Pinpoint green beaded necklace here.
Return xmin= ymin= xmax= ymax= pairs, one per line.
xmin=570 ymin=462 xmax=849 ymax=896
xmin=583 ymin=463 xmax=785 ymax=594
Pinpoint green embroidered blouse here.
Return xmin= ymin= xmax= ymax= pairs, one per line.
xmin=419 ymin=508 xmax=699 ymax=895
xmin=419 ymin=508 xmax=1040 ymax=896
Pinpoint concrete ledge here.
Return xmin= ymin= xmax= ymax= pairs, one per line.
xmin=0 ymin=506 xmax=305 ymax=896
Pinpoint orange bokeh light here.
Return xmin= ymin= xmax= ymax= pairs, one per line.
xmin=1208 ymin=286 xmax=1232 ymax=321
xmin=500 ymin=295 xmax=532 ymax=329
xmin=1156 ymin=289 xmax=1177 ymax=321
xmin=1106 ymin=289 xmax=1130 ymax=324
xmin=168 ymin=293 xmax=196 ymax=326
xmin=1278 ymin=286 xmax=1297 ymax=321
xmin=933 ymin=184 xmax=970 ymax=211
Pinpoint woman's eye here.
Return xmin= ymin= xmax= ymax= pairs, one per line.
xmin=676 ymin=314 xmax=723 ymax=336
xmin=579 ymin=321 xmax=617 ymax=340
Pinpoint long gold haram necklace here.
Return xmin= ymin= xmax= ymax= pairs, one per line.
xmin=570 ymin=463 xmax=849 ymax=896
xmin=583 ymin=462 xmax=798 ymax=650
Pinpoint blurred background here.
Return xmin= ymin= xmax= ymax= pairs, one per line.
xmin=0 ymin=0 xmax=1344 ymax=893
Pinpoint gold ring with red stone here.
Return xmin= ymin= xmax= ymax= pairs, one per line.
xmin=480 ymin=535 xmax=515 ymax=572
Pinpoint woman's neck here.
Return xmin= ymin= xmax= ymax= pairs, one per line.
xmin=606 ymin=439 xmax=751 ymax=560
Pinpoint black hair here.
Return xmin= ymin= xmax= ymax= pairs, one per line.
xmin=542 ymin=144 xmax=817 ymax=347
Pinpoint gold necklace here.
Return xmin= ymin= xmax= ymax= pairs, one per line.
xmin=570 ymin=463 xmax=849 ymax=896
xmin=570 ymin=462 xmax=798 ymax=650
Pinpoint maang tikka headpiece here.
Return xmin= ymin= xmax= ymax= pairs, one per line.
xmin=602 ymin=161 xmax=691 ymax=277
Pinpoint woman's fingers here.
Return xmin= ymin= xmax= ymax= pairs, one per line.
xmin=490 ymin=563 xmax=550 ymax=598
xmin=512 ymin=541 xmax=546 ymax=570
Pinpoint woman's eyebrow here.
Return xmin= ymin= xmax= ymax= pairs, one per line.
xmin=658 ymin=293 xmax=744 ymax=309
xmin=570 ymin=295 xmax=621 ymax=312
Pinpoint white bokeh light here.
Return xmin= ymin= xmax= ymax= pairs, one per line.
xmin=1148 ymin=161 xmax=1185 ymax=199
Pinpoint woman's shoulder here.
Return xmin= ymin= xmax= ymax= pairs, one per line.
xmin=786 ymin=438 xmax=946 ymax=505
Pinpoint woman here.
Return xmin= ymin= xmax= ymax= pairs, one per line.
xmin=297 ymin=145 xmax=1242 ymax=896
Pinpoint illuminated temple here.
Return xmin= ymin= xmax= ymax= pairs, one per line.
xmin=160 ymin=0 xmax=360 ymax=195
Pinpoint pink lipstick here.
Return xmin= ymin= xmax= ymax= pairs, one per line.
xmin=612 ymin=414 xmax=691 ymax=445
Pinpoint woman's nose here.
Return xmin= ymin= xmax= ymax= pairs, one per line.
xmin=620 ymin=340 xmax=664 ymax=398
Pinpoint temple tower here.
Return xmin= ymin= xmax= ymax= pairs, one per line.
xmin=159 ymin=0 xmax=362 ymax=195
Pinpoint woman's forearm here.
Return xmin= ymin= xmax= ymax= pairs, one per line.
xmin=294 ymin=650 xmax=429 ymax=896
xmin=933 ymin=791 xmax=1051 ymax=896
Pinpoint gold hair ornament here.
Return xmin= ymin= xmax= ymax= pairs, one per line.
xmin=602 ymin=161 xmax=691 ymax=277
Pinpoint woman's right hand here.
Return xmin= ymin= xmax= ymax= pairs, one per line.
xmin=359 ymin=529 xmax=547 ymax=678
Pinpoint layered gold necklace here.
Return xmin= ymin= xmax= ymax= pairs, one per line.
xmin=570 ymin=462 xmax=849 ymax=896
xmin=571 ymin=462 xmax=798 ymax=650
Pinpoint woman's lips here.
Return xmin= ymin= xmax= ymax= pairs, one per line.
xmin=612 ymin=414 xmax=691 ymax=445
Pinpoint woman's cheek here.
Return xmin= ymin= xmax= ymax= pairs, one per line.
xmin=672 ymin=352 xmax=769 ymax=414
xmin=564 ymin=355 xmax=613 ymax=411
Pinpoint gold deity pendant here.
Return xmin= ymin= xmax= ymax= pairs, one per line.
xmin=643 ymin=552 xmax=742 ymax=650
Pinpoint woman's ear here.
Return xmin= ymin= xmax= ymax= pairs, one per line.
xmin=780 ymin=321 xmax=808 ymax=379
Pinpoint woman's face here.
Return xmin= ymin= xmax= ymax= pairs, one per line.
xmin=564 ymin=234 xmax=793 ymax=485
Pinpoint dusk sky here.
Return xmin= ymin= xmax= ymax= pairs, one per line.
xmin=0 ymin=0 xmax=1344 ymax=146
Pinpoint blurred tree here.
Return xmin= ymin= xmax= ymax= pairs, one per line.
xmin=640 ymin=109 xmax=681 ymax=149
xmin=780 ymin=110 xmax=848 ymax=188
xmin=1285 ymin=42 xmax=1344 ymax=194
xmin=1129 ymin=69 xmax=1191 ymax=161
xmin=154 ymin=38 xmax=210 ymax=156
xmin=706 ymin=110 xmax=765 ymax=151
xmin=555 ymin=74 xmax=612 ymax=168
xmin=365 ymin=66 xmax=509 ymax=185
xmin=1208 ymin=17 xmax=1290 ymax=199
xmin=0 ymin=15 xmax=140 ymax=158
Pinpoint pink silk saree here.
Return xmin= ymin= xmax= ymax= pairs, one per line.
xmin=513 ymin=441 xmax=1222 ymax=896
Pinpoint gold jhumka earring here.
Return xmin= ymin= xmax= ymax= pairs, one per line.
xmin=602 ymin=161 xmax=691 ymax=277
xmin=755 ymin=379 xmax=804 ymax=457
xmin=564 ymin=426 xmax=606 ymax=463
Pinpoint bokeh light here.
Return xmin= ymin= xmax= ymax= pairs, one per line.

★ ★ ★

§ Aim of the task
Update all the items above by changing "Pinpoint" to "Locate" wherever it appears. Leave everything else the same.

§ The response
Locate green beaded necklace here.
Return xmin= ymin= xmax= ymax= pairs, one per line.
xmin=570 ymin=462 xmax=849 ymax=896
xmin=583 ymin=463 xmax=785 ymax=594
Locate green embroidered blouse here.
Return xmin= ymin= xmax= ymax= pairs, one per line.
xmin=419 ymin=508 xmax=699 ymax=895
xmin=419 ymin=508 xmax=1040 ymax=896
Locate concrete ledge here.
Return xmin= ymin= xmax= ymax= pairs, one per line.
xmin=0 ymin=506 xmax=305 ymax=896
Locate orange bokeh light here.
Return xmin= ymin= xmax= ymax= pairs, one per line.
xmin=1208 ymin=286 xmax=1232 ymax=321
xmin=500 ymin=295 xmax=532 ymax=329
xmin=1156 ymin=289 xmax=1177 ymax=321
xmin=1106 ymin=289 xmax=1130 ymax=324
xmin=168 ymin=293 xmax=196 ymax=326
xmin=1278 ymin=286 xmax=1297 ymax=321
xmin=933 ymin=184 xmax=970 ymax=211
Locate woman's eye here.
Return xmin= ymin= xmax= ymax= pairs, one per line.
xmin=676 ymin=314 xmax=723 ymax=336
xmin=579 ymin=321 xmax=617 ymax=340
Locate long gold haram necklace here.
Return xmin= ymin= xmax= ymax= pairs, one per line.
xmin=570 ymin=463 xmax=849 ymax=896
xmin=583 ymin=462 xmax=798 ymax=650
Locate blurred background here.
Return xmin= ymin= xmax= ymax= pairs, one per line.
xmin=0 ymin=0 xmax=1344 ymax=893
Locate gold ring with red stone here.
Return xmin= ymin= xmax= ymax= pairs, one per line.
xmin=480 ymin=535 xmax=515 ymax=572
Locate woman's neck here.
Return xmin= ymin= xmax= ymax= pairs, one per line.
xmin=606 ymin=439 xmax=751 ymax=560
Locate black hair here.
Return xmin= ymin= xmax= ymax= pairs, one per line.
xmin=542 ymin=144 xmax=817 ymax=347
Locate gold necklace here.
Return xmin= ymin= xmax= ymax= pairs, one per line.
xmin=570 ymin=463 xmax=849 ymax=896
xmin=570 ymin=462 xmax=798 ymax=650
Locate maang tikka headpiece here.
Return xmin= ymin= xmax= ymax= pairs, one per line.
xmin=602 ymin=161 xmax=691 ymax=277
Locate woman's fingers here.
Return xmin= ymin= xmax= ymax= pairs, one per line.
xmin=490 ymin=563 xmax=550 ymax=598
xmin=512 ymin=541 xmax=546 ymax=570
Locate woman's eyebrow here.
Return xmin= ymin= xmax= ymax= pairs, one per line.
xmin=658 ymin=293 xmax=744 ymax=309
xmin=570 ymin=295 xmax=621 ymax=312
Locate white bokeh light here.
Return xmin= ymin= xmax= ymax= pairs, one per line.
xmin=1148 ymin=161 xmax=1185 ymax=199
Locate woman's shoulder here.
Return xmin= ymin= xmax= ymax= pairs, one per line.
xmin=786 ymin=438 xmax=946 ymax=505
Locate woman here.
Return xmin= ymin= xmax= ymax= pairs, one per line.
xmin=297 ymin=145 xmax=1242 ymax=896
Locate illuminated temple here.
Return xmin= ymin= xmax= ymax= pairs, one per line.
xmin=160 ymin=0 xmax=360 ymax=195
Locate pink lipstick here.
Return xmin= ymin= xmax= ymax= pairs, one per line.
xmin=612 ymin=414 xmax=691 ymax=445
Locate woman's nose here.
Return xmin= ymin= xmax= ymax= pairs, one per line.
xmin=620 ymin=340 xmax=664 ymax=398
Locate temple tower here.
Return xmin= ymin= xmax= ymax= pairs, one per line.
xmin=159 ymin=0 xmax=362 ymax=195
Locate woman's forearm here.
Return xmin= ymin= xmax= ymax= pairs, one per line.
xmin=294 ymin=650 xmax=429 ymax=896
xmin=933 ymin=791 xmax=1051 ymax=896
Locate gold hair ornament here.
Return xmin= ymin= xmax= ymax= pairs, one per line.
xmin=602 ymin=161 xmax=691 ymax=277
Locate woman's right hand here.
Return xmin= ymin= xmax= ymax= pairs, one per line.
xmin=359 ymin=529 xmax=547 ymax=678
Locate layered gold necklace here.
Return xmin= ymin= xmax= ymax= pairs, one per line.
xmin=570 ymin=462 xmax=849 ymax=896
xmin=571 ymin=462 xmax=798 ymax=650
Locate woman's lips here.
Return xmin= ymin= xmax= ymax= pairs, one per line.
xmin=612 ymin=414 xmax=691 ymax=445
Locate woman's cheek here.
Return xmin= ymin= xmax= ymax= pairs, one per line.
xmin=672 ymin=352 xmax=769 ymax=414
xmin=564 ymin=355 xmax=613 ymax=411
Locate gold deity pendant here.
Return xmin= ymin= xmax= ymax= pairs, one per line.
xmin=643 ymin=552 xmax=742 ymax=650
Locate woman's ear here.
Return xmin= ymin= xmax= ymax= pairs, one per line.
xmin=780 ymin=321 xmax=808 ymax=379
Locate woman's face here.
Return xmin= ymin= xmax= ymax= pairs, one per line.
xmin=564 ymin=234 xmax=793 ymax=485
Locate dusk sky here.
Return xmin= ymin= xmax= ymax= pairs, one per line.
xmin=0 ymin=0 xmax=1344 ymax=146
Locate blurred tree here.
Return xmin= ymin= xmax= ymax= pairs, one per line.
xmin=640 ymin=109 xmax=681 ymax=149
xmin=780 ymin=110 xmax=848 ymax=188
xmin=1285 ymin=42 xmax=1344 ymax=194
xmin=1129 ymin=69 xmax=1191 ymax=161
xmin=154 ymin=38 xmax=210 ymax=156
xmin=706 ymin=110 xmax=765 ymax=151
xmin=555 ymin=74 xmax=612 ymax=168
xmin=365 ymin=66 xmax=509 ymax=185
xmin=1208 ymin=17 xmax=1290 ymax=199
xmin=0 ymin=15 xmax=140 ymax=158
Locate pink silk saree here.
Return xmin= ymin= xmax= ymax= pairs, one per line.
xmin=513 ymin=441 xmax=1222 ymax=896
Locate gold jhumka earring here.
Return xmin= ymin= xmax= ymax= pairs, one per line.
xmin=602 ymin=161 xmax=691 ymax=277
xmin=755 ymin=379 xmax=804 ymax=457
xmin=564 ymin=426 xmax=606 ymax=463
Locate bokeh light here.
Return xmin= ymin= xmax= ymax= pairs, one per line.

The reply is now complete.